**Objectifs**:
a - Transcrivez le passage du texte sur les santés maçonniques qui va de « Mais c'est plus » jusqu'à « sept santés d'obligation. ».
b - Poursuivez, s'il vous plaît, le texte sur les santés maçonniques à la suite de sa dernière phrase.

**Texte extrait**:
-------------------------
Dans une société aussi structurée, et ritualisée, que la maçonnerie, cette habitude va évidemment tendre à elle-même se ritualiser.

On peut observer cette évolution tout au long du XVIIIe siècle, pour aboutir à un rite formel comprenant - avec des variantes au cours du temps, en qualité et en nombre - les sept Santés d'obligation, souvent encore en vigueur aujourd'hui.

Les sept Santés

On trouve très tôt des allusions au cérémonial des Santés.

On lit par exemple ceci dès 1745 à la célèbre divulgation de Perau, L'Ordre des francs-maçons trahi et Le secret des Mopses révélé (p. 53) :

Je me souviens d'avoir dit qu'après la santé du Roi, on buvoit celle du Très-Vénérable Grand-Maître, Chef de l'Ordre, & qu'on buvoit ensuite celle du Vénérable Grand-Maître de la Loge où l'on se trouve, celles des Surveillants, du Récipiendaire & des Freres, &c. Tout cela se fait avec grande cérémonie.

Mais c'est plus tard qu'a été formalisée la procédure des Sept Santés. La première mention explicite que pour notre part nous en ayons trouvée est en 1800 à la p. 122 des Statuts de l'Ordre de la Franc-Maçonnerie en France : 

Il y aura sept santés d'obligation.

La première santé sera celle du Gouvernement de la France, on y joindra des vœux pour la prospérité de l'État.

La seconde sera celle du Grand Orient de France, et des Grands Orients étrangers, on y joindra des vœux pour la prospérité de l'Ordre.

La troisième sera celle du Grand-Vénérable.

La quatrième sera celle des Surveillans.

La cinquième sera celle des officiers honoraires et en exercice, ainsi que celle de tous les autres membres du  Grand Orient, Vénérables et Chefs de Chapitre.

La sixième santé sera celle des Visiteurs.

La septième sera celle de tous les Maçons, à laquelle les Frères Servans seront admis.
-------------------------
**Extraits de données**:
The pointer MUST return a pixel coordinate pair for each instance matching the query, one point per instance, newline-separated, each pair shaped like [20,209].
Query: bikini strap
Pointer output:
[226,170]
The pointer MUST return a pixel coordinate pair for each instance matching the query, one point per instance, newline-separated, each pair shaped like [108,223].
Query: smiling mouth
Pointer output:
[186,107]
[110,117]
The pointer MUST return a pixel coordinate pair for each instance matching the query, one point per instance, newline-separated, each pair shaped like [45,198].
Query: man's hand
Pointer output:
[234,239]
-------------------------
**Réponses par tâche**:
a -
Mais c'est plus tard qu'a été formalisée la procédure des Sept Santés. La première mention explicite que pour notre part nous en ayons trouvée est en 1800 à la p. 122 des Statuts de l'Ordre de la Franc-Maçonnerie en France : 

Il y aura sept santés d'obligation.

b -
C'est ce dispositif qu'on retrouvera dans de multiples textes par la suite, étant bien entendu que l'énoncé de la première Santé évoluera avec les circonstances politiques et deviendra par exemple celui-ci en 1806 :

La première santé sera celle de l'Empereur, de l'Impératrice, de la Famille impériale : on y joindra des vœux pour la prospérité de l'Etat.

On trouve une description plus détaillée en 1812 dans le Nécessaire maçonnique de Chappron :


Les mêmes principes seront appliqués hors de France. On trouve par exemple ceci en 1815 en Russie à l'art. 555 des Règlements Généraux de la Grande Loge Astrée :

Les Santés d'obligation se portent dans l'ordre suivant :

1) A notre magnanime EMPEREUR ALEXANDRE PREMIER et à son AUGUSTE FAMILLE.

2) A la Grande Loge Astrée, à şon Très Vénérable Grand Maître l'Illustre Frère N. N., à son Adjoint le Très Vénérable Frère N. N., à tous les Grands Dignitaires et Grands Officiers.

3) Au Très Vénérable Maître en chaire, le Frère N. N., à son Adjoint le Très Vénérable Frère N. N. (et à celui qui en leur absence préside les travaux).

4) Aux Très Respectables Frères 1er et 2d Surveillant et aux Officiers de la Loge.

5) Aux Vénérables, à leurs Adjoints, aux Surveillans et Représentans des (nommer le nombre des Loges) Loges réunies sous la direction de la Grande Loge Astrée, et à tous les Grands Orients Grands Loges et Ateliers répandus sur les deux hémisphères.

6) Aux Frères Visiteurs.

7) A tous les Maçons répandus sur toute la terre.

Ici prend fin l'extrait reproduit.